→ **Parts of the exercise**
[A] In the homework text, rewrite the paragraph that begins "The instructions for this homework give you" as a short bulleted list that keeps its main facts.
[B] Name every R function that is called in the code of the homework text.
[C] According to the homework text, how many pounds do piglets gain on average when antibiotics are at 40 mg, ignoring vitamin B12?

→ **Text shown**
= Beginning of Section =
SDS 290 Homework 8

The instructions for this homework give you more information about analyzing different designs than you will need for your exercises. The goal of these instructions and this assignment is to give you more exposure to analyzing BF[2], SP/RM designs, designs with compound within-block factors, and three-way interactions.

The Basic Factorial Two-way

Consider the piglet data we have been working with in class. The code below adds this data to your environment.

piglets <- data.frame(gain = c(1.3, 1.19, 1.08,
                               1.05, 1.0, 1.04,
                               1.26, 1.21, 1.19,
                               1.52, 1.56, 1.54),
                      antibiotic = c(rep("anti_0mg", 3), rep("anti_40mg", 3), 
                                     rep("anti_0mg", 3), rep("anti_40mg", 3)),
                      B12 = c(rep("B12_0mg", 6), rep("B12_5mg", 6)))

Explore the Data

To begin exploring the data, first we get the cell (combinations) counts. We will use the tally() function from the mosaic package, but there are many other ways to do this.

tally(~ B12|antibiotic, data = piglets)

As we would expect, there are three observations per cell. It s always great to perform these “sanity check” type analyses when you can.

Next we will want to check the cell averages and standard deviations. Note that for whichever variable you list after the |, you will get overall means by group.

favstats(gain ~ B12|antibiotic, data = piglets)

Looking at the last two rows we see that on average, ignoring vitatim B12, piglets gain 1.205 pounds when antibiotics are at zero mg and 1.285 pounds when antibiotics are at 40 mg. It seems that maybe piglets are gaining more weight with 40 mg then with 0 mg antibiotics, but we do not yet have a sense of chance like error to compare this difference to.

sd <- favstats(gain ~ B12|antibiotic, data = piglets)[c(1:4),8]

max(sd)/min(sd)
= End of Section =
→ **Material provided**
= Beginning of Section =
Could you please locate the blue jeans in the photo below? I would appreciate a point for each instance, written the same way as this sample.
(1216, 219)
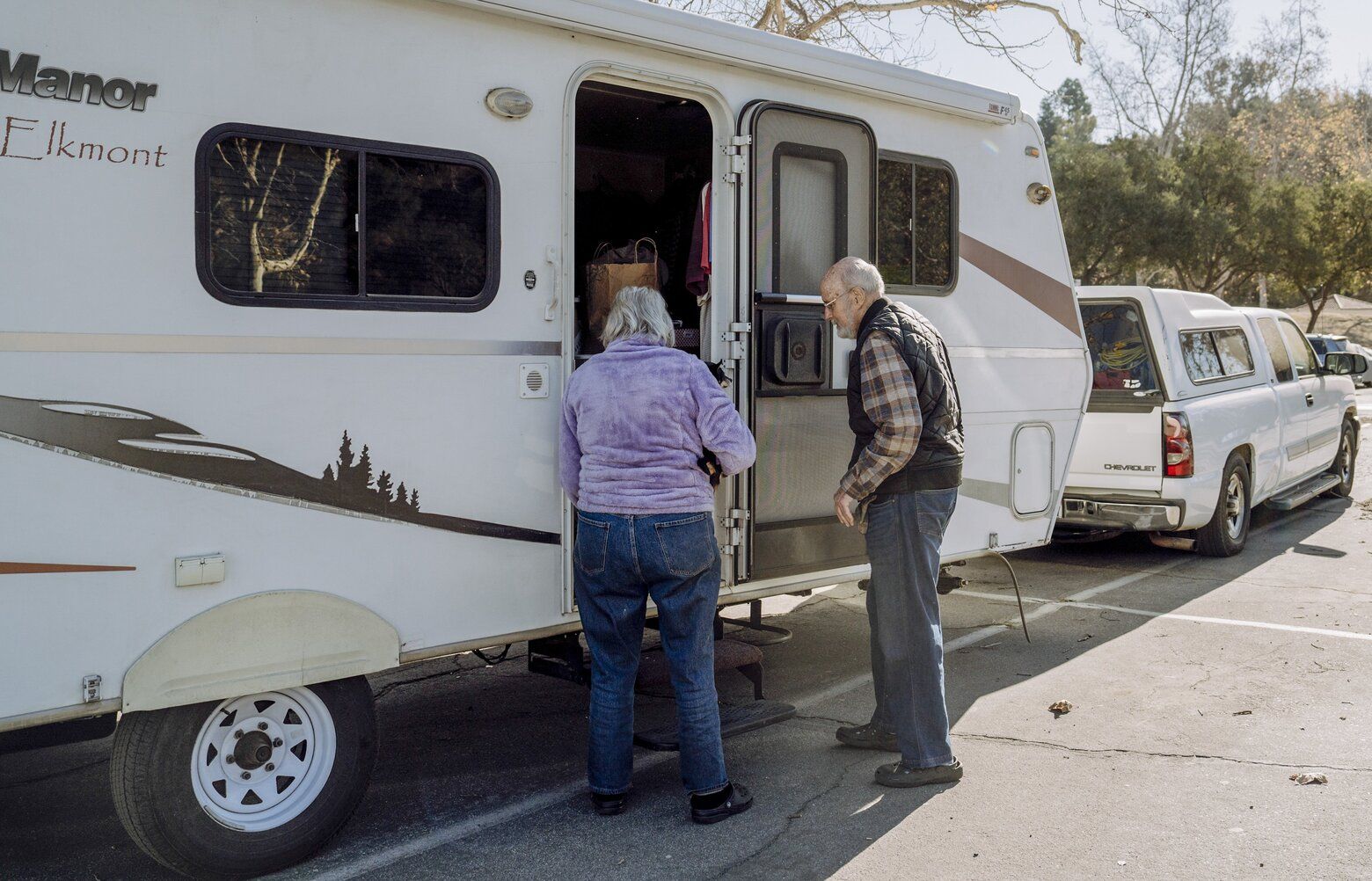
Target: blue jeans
(904, 533)
(620, 562)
= End of Section =
→ **Answers to each task**
[A]
- The instructions give more information about analyzing different designs than the exercises need.
- The instructions and the assignment aim to give more exposure to analyzing:
  - BF[2] designs
  - SP/RM designs
  - designs with compound within-block factors
  - three-way interactions

[B] data.frame, c, rep, tally, favstats, max, min

[C] 1.285 pounds.